***** KUTIPAN PILIHAN

Saya membacanya sambil menikmati secangkir kopi, melepaskan segala pisau teori agar tak terbebani segala “hegemoni konvensional para pakar” (barangkali memang saya yang awam dengan teori sastra). Membaca bebas antologi puisi perempuan cenayang (selanjutnya disingkat APPC) seperti merasakan menjadi perempuan yang penuh cinta ,sekaligus menggugat tempat yang telah dikontruksi dalam waktu tak terbatas.
Sekali lagi, saya membaca APPC dalam tafsir bebas, sebagaimana yang saya pahami, karya sastra yang sama, bila dibaca pada masa yang berbeda akan melahirkan presepsi yang berbeda. Secara utuh APPC membelah diri dalam empat tema: Perempuan, cinta, tempat dan waktu. Meskipun secara totalitas empat hal tersebut masih berada di bawah payung besar perempuan.
Pada lembaran pertama antologi ini, kita dibawa pada sosok perempuan bernama ibu”aku mencintai ibuku”hal.3, dengan segenap narasi dan metafora puisi ini selalu berusahan mengutuhkan antara perempuan dan cinta. Ketika perempuan adalah seorang anak, ketika perempuan adalah isteri, ketika perempuan adalah ibu ia tetaplah mahkluk yang dipenuhi cinta dengan segala warnanya. Kemudian ditutup dengan “suara tengah malam” yang berupaya memisahkan diri dari tema perempuan yakni berbicara soal waktu. Meskipun puisi terakhir dalam APPC berkutat tentang waktu tapi belum bisa lepas dari nuansa perempuan atau barangkali setiap penulis perempuan selalu punya warna” feminis” dalam setiap tulisannya. “suara tengah malam” sekalipun berbicara perihal yang dialami si aku lirik dalam rentang waktu kenang,tetap saja menyiratkan nada perempuan dalam bait-bait alur :

“suara tengah malam”

**********

* **DAFTAR TUGAS**:
1. Pada catatan, mulai dari baris yang memuat "Accessibility service: describe the position of staircase" sampai baris yang memuat "194,113,338,298", ganti "staircase" dengan "stairway". Tuliskan kembali baris-baris itu saja dan biarkan bagian lainnya tetap sama.
2. Teruskan ulasan tentang antologi puisi perempuan cenayang itu dari bagian terakhir yang ada.
Kutipan ini dan catatan-catatan yang ada tidak saling berkaitan.

***** DATA YANG DIBERIKAN

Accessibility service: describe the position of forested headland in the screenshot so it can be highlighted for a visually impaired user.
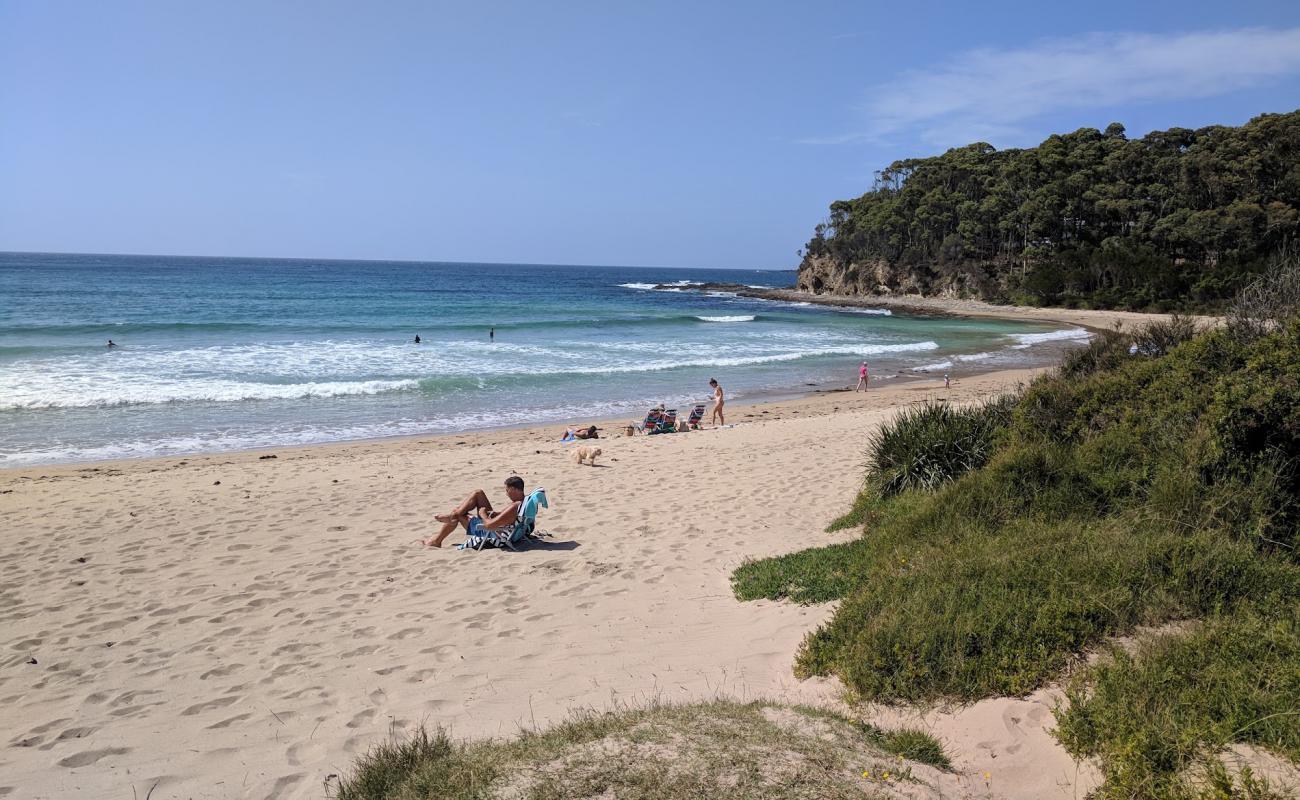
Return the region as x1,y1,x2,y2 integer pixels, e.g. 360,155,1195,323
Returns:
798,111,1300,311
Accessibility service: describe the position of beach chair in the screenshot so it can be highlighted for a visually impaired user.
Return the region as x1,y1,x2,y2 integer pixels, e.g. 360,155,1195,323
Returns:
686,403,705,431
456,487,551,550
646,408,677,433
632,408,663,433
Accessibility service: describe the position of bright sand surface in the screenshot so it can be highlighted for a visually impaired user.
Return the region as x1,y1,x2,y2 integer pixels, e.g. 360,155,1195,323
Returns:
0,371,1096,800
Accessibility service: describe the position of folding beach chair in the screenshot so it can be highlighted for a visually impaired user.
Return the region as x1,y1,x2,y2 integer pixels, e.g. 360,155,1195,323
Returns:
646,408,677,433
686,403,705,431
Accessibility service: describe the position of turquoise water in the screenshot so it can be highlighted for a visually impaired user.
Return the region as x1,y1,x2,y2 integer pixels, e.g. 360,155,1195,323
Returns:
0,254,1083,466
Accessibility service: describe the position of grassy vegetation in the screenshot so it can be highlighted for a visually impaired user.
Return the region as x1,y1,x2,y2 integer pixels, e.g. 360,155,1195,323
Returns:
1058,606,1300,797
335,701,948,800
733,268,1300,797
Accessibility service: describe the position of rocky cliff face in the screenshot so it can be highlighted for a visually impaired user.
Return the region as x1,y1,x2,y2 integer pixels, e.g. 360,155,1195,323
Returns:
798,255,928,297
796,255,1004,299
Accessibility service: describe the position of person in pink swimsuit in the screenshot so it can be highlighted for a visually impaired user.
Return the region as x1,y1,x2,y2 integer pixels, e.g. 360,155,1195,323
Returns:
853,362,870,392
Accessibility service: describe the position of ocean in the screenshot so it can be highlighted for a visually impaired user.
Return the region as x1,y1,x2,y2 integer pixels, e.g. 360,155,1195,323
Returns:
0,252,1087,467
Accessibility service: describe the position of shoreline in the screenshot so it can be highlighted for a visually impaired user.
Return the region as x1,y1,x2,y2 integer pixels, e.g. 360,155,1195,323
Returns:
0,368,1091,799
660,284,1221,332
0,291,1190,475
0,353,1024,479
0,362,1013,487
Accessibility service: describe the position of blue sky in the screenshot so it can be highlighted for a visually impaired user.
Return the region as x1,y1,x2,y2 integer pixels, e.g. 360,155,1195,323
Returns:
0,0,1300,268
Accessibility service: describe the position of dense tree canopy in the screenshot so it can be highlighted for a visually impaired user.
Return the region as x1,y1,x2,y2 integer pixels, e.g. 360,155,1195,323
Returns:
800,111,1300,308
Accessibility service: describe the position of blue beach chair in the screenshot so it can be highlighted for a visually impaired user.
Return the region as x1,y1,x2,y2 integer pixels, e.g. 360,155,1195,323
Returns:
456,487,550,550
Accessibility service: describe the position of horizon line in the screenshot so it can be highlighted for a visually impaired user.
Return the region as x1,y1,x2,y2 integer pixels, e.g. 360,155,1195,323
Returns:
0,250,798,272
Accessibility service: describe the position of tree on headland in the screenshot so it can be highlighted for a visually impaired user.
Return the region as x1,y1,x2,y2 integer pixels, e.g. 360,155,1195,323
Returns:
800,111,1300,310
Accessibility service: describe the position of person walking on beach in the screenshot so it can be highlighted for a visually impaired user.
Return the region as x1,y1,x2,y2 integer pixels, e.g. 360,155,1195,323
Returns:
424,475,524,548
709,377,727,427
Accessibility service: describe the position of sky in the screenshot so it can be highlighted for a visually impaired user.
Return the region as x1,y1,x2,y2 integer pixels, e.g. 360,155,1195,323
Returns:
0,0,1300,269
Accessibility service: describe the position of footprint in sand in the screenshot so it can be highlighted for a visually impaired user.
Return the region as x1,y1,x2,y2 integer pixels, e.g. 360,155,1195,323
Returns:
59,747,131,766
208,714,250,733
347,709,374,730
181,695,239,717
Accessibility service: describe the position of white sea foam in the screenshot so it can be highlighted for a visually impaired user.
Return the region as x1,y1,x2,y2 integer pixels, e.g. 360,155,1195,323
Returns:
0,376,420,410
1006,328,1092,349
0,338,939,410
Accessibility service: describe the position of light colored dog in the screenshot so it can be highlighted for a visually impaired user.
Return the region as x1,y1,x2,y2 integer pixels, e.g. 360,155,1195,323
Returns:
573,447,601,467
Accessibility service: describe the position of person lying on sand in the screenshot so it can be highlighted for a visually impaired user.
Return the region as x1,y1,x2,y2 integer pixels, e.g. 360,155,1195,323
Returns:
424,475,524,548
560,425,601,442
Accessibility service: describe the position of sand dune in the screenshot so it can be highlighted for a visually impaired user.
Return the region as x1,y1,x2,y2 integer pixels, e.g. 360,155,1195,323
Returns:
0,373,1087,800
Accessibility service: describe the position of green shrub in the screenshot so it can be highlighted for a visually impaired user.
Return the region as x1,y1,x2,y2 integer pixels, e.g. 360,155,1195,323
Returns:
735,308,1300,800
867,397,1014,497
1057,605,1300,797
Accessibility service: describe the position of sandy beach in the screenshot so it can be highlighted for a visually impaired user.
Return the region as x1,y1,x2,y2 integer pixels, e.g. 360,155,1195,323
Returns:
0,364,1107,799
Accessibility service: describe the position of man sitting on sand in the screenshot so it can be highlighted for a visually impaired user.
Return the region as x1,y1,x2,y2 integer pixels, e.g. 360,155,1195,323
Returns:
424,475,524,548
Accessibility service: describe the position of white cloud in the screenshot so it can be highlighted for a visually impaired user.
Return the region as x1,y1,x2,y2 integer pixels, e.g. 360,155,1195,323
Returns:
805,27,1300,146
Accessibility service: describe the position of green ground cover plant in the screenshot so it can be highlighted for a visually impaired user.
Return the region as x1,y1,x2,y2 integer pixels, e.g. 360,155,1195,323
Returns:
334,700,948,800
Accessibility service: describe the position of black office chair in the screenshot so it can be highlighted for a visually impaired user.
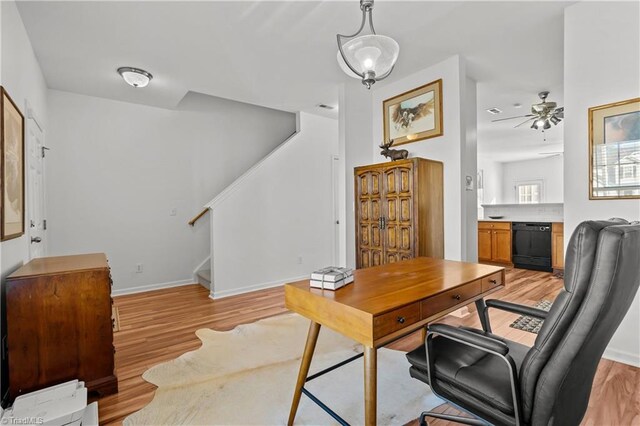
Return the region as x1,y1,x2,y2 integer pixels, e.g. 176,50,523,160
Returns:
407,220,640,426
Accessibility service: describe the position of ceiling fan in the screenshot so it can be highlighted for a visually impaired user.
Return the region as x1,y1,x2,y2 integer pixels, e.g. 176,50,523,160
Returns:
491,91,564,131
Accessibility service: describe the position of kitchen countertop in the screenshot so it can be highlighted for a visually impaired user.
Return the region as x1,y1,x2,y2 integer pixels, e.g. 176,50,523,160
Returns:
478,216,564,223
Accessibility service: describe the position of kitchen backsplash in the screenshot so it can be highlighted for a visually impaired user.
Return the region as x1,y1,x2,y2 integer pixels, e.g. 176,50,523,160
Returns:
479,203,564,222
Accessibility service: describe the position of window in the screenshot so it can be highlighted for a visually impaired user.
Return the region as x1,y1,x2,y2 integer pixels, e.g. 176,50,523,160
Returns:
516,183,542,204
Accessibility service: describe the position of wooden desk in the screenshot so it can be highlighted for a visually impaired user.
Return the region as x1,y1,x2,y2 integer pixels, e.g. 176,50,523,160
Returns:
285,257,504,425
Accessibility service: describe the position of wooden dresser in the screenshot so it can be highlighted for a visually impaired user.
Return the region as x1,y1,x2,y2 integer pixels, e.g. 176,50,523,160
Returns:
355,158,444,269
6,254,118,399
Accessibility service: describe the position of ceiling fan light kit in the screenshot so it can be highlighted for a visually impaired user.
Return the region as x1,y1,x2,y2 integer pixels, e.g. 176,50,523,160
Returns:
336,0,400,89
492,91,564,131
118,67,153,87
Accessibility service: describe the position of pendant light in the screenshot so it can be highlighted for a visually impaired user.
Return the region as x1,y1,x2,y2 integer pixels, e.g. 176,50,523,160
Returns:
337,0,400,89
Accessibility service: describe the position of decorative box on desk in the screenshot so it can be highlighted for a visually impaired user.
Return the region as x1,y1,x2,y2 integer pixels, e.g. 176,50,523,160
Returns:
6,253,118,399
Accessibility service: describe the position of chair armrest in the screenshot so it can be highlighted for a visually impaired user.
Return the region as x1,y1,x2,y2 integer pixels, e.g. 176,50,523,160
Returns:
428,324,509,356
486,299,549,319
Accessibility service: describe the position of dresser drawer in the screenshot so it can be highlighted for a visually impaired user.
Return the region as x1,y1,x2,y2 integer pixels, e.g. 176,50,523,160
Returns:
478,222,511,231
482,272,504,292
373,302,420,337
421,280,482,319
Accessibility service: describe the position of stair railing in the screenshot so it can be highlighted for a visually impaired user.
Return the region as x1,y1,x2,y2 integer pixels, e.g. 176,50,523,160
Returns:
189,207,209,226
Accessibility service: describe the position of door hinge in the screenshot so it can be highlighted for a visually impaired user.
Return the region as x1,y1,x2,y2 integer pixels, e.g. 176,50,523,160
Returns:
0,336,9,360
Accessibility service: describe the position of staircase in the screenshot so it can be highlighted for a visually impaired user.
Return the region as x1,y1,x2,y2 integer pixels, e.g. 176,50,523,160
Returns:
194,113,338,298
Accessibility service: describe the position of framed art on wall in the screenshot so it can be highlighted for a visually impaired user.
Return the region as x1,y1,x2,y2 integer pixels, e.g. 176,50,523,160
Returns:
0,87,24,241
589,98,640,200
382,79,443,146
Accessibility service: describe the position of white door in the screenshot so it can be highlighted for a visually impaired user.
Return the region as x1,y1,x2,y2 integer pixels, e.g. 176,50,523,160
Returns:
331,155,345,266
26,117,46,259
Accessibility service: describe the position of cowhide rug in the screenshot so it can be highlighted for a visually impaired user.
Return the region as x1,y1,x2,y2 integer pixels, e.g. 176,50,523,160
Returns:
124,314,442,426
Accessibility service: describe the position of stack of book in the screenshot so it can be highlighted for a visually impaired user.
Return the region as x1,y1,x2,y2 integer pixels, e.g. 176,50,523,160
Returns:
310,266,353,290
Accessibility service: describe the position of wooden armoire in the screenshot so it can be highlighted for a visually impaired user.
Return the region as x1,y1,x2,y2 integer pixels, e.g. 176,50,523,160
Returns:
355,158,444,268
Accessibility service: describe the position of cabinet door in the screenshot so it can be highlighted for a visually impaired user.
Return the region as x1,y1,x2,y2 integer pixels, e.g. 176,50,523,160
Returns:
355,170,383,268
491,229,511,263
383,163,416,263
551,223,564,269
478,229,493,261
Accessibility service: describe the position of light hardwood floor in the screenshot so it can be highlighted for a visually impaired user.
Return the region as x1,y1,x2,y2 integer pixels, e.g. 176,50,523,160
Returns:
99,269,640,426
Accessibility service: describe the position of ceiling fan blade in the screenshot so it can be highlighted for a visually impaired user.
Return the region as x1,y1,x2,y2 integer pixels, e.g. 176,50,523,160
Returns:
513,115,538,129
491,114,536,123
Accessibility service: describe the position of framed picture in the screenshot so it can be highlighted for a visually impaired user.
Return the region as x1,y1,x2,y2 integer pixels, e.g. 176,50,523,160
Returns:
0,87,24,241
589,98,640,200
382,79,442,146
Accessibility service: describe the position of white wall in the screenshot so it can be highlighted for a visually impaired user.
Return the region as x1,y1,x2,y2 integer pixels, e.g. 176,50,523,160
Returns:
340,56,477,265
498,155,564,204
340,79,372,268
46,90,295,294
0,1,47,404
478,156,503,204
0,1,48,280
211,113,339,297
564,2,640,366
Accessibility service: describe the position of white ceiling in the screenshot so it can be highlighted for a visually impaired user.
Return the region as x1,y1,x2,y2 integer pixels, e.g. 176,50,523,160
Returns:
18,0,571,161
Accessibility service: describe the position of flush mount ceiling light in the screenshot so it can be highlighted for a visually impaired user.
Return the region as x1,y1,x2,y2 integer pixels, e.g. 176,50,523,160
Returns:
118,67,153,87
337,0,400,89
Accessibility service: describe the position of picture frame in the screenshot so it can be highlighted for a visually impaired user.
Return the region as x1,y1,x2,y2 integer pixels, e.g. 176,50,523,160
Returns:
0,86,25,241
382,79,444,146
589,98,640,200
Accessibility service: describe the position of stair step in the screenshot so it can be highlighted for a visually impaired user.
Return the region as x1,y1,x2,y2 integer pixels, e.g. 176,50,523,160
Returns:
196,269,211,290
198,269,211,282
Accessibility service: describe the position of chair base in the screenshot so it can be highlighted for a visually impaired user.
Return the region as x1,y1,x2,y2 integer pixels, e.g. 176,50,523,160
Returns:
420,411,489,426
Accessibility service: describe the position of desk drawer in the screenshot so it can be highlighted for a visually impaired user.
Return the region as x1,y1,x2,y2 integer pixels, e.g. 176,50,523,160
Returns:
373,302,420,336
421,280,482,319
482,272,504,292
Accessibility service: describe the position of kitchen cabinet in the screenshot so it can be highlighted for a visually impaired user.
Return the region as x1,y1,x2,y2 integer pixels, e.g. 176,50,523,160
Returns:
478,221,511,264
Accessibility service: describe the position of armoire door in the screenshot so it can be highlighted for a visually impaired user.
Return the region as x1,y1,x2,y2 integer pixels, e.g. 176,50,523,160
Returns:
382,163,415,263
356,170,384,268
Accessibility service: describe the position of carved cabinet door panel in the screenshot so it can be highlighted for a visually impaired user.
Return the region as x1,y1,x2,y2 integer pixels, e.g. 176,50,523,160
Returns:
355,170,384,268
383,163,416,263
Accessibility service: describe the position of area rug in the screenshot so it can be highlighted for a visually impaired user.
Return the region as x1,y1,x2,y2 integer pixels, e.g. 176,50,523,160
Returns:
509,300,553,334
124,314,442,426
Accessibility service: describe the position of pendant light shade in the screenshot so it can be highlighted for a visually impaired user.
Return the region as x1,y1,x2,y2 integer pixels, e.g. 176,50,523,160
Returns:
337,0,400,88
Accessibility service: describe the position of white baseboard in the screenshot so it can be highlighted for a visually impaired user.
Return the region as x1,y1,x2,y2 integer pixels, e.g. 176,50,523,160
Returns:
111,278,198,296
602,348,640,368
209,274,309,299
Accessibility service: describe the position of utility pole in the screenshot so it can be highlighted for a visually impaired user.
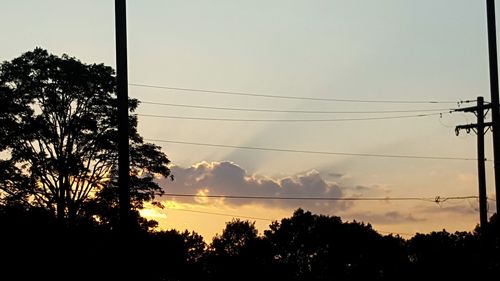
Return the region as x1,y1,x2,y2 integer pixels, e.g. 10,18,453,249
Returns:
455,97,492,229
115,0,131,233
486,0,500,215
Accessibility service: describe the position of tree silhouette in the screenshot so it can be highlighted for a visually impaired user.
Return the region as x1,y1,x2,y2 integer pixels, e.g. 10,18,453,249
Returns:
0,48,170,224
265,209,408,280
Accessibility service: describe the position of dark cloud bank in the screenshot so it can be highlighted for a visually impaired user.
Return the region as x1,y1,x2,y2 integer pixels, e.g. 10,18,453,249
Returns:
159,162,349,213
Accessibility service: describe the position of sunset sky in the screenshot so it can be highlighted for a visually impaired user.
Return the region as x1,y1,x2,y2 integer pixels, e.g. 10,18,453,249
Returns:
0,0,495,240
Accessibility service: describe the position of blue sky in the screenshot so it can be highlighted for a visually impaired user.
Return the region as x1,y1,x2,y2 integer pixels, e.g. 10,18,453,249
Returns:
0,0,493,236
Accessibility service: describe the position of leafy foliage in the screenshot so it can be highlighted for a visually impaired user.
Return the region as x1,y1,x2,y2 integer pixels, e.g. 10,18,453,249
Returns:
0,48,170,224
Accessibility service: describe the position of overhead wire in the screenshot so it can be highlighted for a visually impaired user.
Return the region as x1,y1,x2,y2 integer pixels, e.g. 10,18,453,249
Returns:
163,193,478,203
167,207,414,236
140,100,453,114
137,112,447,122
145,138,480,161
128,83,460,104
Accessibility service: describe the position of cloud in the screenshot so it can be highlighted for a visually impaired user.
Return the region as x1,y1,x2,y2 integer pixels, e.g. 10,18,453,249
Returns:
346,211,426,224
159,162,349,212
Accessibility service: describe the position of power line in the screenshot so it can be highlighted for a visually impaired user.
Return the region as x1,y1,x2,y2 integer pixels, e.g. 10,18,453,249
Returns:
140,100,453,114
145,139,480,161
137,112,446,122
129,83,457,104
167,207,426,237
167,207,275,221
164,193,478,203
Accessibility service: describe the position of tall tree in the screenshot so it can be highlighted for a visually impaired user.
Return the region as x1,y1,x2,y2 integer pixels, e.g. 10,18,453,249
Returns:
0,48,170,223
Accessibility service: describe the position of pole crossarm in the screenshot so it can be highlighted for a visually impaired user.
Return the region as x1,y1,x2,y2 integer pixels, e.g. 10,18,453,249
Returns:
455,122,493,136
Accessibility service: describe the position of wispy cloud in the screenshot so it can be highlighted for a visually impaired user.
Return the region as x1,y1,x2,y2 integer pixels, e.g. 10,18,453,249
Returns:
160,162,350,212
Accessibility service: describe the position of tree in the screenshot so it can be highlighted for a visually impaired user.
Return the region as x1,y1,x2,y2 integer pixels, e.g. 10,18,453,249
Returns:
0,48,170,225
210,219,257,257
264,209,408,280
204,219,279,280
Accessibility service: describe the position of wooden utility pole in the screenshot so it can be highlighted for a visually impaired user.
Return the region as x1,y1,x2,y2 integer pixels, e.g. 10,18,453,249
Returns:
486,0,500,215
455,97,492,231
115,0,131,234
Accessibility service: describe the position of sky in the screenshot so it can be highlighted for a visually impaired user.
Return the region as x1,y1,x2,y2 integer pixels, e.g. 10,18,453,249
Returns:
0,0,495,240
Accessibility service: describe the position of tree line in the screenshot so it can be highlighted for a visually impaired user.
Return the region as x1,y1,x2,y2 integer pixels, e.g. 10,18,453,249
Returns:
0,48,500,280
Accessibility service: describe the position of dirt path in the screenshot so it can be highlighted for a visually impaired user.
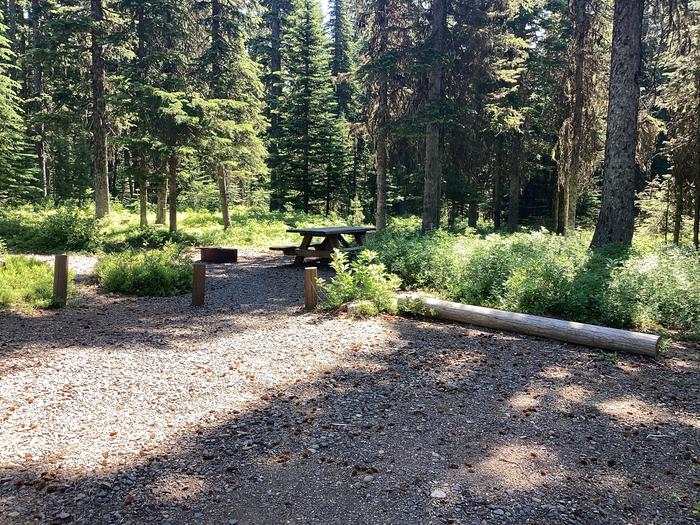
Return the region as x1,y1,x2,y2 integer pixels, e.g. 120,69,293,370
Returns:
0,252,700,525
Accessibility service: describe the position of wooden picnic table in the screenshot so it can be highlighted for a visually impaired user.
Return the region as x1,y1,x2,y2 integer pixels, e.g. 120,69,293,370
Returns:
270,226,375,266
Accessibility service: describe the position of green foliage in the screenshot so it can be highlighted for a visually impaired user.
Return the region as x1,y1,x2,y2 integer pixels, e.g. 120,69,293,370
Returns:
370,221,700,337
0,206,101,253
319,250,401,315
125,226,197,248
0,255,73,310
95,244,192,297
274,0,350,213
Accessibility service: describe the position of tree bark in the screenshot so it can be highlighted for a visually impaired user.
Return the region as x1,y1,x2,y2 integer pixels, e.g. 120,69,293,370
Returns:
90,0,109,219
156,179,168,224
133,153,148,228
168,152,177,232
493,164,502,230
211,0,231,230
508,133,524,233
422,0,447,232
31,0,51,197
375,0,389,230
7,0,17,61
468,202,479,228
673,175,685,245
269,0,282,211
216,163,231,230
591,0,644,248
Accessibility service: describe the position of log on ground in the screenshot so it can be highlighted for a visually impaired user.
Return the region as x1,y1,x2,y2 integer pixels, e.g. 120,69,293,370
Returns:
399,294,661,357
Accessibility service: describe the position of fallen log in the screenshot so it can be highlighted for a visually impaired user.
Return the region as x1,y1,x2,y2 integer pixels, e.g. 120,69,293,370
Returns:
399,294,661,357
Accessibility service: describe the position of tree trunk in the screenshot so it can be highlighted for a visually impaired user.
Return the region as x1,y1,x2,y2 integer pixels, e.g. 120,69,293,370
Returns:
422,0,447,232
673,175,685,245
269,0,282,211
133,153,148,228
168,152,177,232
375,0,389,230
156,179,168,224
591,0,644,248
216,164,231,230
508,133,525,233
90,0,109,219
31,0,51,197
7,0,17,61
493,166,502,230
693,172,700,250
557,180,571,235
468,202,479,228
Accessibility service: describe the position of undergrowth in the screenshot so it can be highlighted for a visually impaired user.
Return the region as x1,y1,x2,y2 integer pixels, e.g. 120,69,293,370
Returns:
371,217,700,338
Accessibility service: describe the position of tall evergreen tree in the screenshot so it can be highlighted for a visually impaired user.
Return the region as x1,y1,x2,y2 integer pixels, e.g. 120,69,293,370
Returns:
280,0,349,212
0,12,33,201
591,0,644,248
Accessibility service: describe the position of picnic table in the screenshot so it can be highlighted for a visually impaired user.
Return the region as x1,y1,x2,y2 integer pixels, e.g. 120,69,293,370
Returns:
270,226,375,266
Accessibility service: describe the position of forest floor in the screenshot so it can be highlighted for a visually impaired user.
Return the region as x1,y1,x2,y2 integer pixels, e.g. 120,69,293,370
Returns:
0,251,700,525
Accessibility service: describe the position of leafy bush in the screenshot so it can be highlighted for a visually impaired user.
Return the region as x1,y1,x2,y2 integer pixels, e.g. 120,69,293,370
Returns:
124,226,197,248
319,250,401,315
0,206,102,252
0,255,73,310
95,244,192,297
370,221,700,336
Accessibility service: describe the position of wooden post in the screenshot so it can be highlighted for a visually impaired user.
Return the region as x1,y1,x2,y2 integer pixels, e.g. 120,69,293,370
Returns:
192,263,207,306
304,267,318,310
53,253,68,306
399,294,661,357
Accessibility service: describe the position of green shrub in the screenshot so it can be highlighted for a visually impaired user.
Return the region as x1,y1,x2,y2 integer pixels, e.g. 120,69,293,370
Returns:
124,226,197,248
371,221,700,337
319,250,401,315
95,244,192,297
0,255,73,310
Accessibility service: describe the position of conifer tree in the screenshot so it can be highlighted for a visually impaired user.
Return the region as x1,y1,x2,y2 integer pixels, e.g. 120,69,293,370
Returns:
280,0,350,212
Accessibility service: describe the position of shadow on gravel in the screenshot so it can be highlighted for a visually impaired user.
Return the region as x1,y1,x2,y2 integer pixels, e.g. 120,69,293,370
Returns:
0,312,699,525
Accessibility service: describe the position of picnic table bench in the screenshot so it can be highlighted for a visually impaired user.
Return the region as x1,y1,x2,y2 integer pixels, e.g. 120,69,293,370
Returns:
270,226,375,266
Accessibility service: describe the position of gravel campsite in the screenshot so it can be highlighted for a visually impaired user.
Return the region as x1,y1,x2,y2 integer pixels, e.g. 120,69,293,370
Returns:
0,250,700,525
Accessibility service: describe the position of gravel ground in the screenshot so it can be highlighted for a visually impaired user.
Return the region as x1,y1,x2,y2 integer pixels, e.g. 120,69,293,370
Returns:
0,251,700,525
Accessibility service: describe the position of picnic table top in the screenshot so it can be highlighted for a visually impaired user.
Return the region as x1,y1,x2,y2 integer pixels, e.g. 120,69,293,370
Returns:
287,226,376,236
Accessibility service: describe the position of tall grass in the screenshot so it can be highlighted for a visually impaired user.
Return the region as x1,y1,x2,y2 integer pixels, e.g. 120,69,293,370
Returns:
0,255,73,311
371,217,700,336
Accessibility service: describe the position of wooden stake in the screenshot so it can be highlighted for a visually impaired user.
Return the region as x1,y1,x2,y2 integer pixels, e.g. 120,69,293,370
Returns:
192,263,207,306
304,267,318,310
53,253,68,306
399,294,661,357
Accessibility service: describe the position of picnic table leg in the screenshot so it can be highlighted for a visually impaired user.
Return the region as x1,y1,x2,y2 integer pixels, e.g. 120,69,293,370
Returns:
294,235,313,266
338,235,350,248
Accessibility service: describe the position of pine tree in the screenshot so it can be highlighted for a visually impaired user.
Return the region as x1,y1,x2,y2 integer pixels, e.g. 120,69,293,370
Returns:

**********

* **HASIL PER TUGAS**:
1.
Accessibility service: describe the position of stairway in the screenshot so it can be highlighted for a visually impaired user.
Return the region as x1,y1,x2,y2 integer pixels, e.g. 176,50,523,160
Returns:
194,113,338,298

2.
Ada suara di lantai bawah
Tapi tak kukenali suara itu
Seperti rintihan,tercekat
Menangisi yang hilang

Kususuri tangga hingga kebawah
tak ada sesiapa hanya kusiur angin
…..(hal 97)
Sebagaimana puisi, APPC penuh metafora sekaligus diksi yang tak biasa. Namun demikian dari 72 puisi yang yang terdapat pada APPC dipetakan dalam empat tema merupakan olah pikir, rasa dan imajinasi pada empat masa, yakni :
2016,(jangan sebut kami jalang gadis berambut api, sang perempuan, lelaki tanta tarung, untukmu anaku, analekta pagi, reuni hati, sepatu rajutmu yang pertama,pinanglah aku, aku tak suka bungga dan ranjangmu,memburu kenang,memesrai maut, menunggu, bila, di penghujung)
2017(perempuan cenayang, namaku rabiyah, sebab kau mendengarkanku, kue kuk,perempuan itu pun menua,episode laut, rahasia pagi,saat anaku berpuisi, merawat cinta,jika aku berlayar,dan kaupun pergi, mari bicara rindu, kupelukmu dari sini, kilasan, jejak, aku dan hujan, dongeng anaku tentang badai, pulauku morotai, membaca ternate dalam peta hatiku, geliat tanjung bongo, ziarah alam, kok aku tak merindu negeriku, dia, nina bobo, sang penabur mimpi, kenangan kita, pulang, kepulangan, saat berbuka puasa),
2018(aku mencintai ibuku,rahasia, apa yang kau tahu tentangku, jerat, mungkin saja, kami yang menjadi asing, panas mimpi, melukismu dari balik jendela, perihal senyummu,petani kopra, pantai werdha, di atas kursi roda,biru, karma, seandainya,metamorphosis,Pigura,)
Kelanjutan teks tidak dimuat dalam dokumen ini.